Une expo et un bouquin pour les 77 ans du Journal Tintin

En 2023, Le Journal Tintin aurait fêté ses 77 ans. Une date symbolique, pour cet hebdomadaire de bande dessinée qui s’adressait aux « jeunes de 7 à 77 ans« . Pour marquer le coup, le Musée de la BD à Bruxelles consacre une exposition aux éditions du Lombard et à son créateur, Raymond Leblanc. En parallèle, des auteurs et autrices d’aujourd’hui rendent hommages aux auteurs d’hier et à leurs personnages, dans un numéro spécial du Journal Tintin.

Quelques semaines après avoir fêté les 100 ans de Dupuis à Charleroi, l’éditeur de Spirou, qui fut le grand rival de Tintin, nous étions donc de retour à Bruxelles pour célébrer cet anniversaire très spécial.

_Données fournies_:
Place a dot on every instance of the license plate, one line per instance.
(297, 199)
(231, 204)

_Travail à faire_:
(A) Relevez, s'il vous plaît, chaque nom propre distinct qui figure dans l'extrait choisi.
(B) Prolongez l'extrait choisi sur les 77 ans du Journal Tintin en reprenant après sa dernière phrase.

_Liste des réponses_:
(A) Journal Tintin, Musée de la BD, Bruxelles, éditions du Lombard, Raymond Leblanc, Dupuis, Charleroi, Spirou

(B)
Le Lombard : une affaire de famille

Je ne vous présenterai pas à nouveau le Musée de la BD à Bruxelles. Installé dans un ancien grand magasin Art Nouveau signé Victor Horta, c’est un des plus beaux musées de la capitale belge. On y raconte l’histoire de la BD franco-belge et les différentes étapes de création d’une bande dessinée à travers notamment une belle collection de planches originales. Pour des raisons de conservation, la sélection de dessins et de planches exposées change régulièrement. Chaque visite réserve donc son lot de surprises et de découvertes. D’autant plus que le musée organise régulièrement des expositions temporaires, qui mettent en lumière un auteur, un album, un thème, une collection ou, comme cette fois, une maison d’édition.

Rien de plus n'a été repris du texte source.